### WHAT THIS TASK INVOLVES
Please copy out every line of the records below, including the request text, and increase each bounding-box coordinate in the answers by 107 while leaving the numbers in the request and its sample outputs unchanged. Omit the pictures from your reply.

Start of PROVIDED INFORMATION

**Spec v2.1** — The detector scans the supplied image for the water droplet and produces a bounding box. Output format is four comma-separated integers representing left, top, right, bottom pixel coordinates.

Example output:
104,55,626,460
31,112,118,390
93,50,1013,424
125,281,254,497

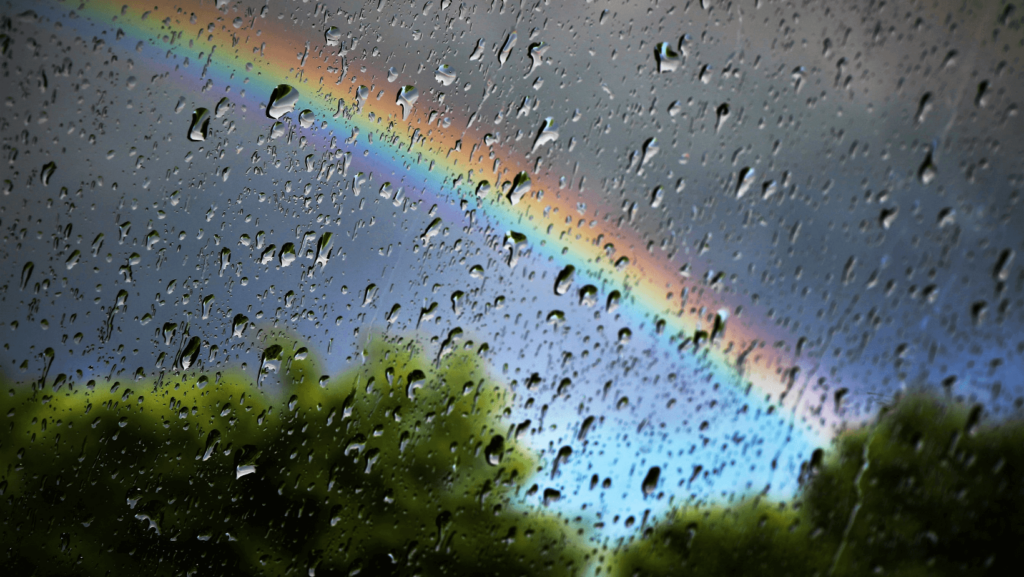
469,39,486,60
231,315,249,338
526,42,549,76
580,285,597,306
281,243,297,269
508,172,530,206
65,250,82,271
530,116,558,152
476,180,492,198
406,373,425,401
434,65,456,86
650,187,665,208
203,294,214,320
175,336,203,371
420,217,442,244
355,84,370,110
160,323,178,346
914,92,934,124
498,31,519,65
220,247,231,277
555,264,575,295
604,290,623,315
654,42,683,73
715,102,729,132
203,428,220,461
266,84,299,120
188,109,210,142
39,160,57,187
918,151,939,186
20,260,36,290
736,166,756,199
314,233,334,269
324,26,341,46
213,96,231,118
483,435,505,466
257,344,284,385
395,85,420,120
637,136,662,174
640,466,662,497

End of PROVIDED INFORMATION

### WRITTEN ANSWER
**Spec v2.1** — The detector scans the supplied image for the water droplet and produces a bounding box. Output format is four comma-separated integers representing left, top, right, bottom pixel coordinates.

Example output:
104,55,626,460
31,112,118,390
93,50,1013,424
125,281,254,497

576,146,593,167
338,422,356,445
633,149,656,183
687,392,704,413
388,350,404,376
615,279,637,313
172,357,189,378
637,223,665,259
583,287,599,305
513,480,532,508
541,172,563,193
757,294,772,315
310,401,321,427
282,443,310,478
527,324,549,351
462,191,477,217
267,430,285,453
1021,199,1041,231
605,138,626,172
327,354,338,384
662,371,682,402
711,397,730,422
761,149,790,180
822,209,836,239
310,535,327,568
373,191,406,227
295,216,317,249
146,267,164,294
1025,258,1046,293
127,367,143,397
843,273,863,306
421,340,441,376
431,133,448,153
320,203,338,225
590,542,612,573
364,451,391,492
502,192,527,227
744,243,769,281
747,573,769,604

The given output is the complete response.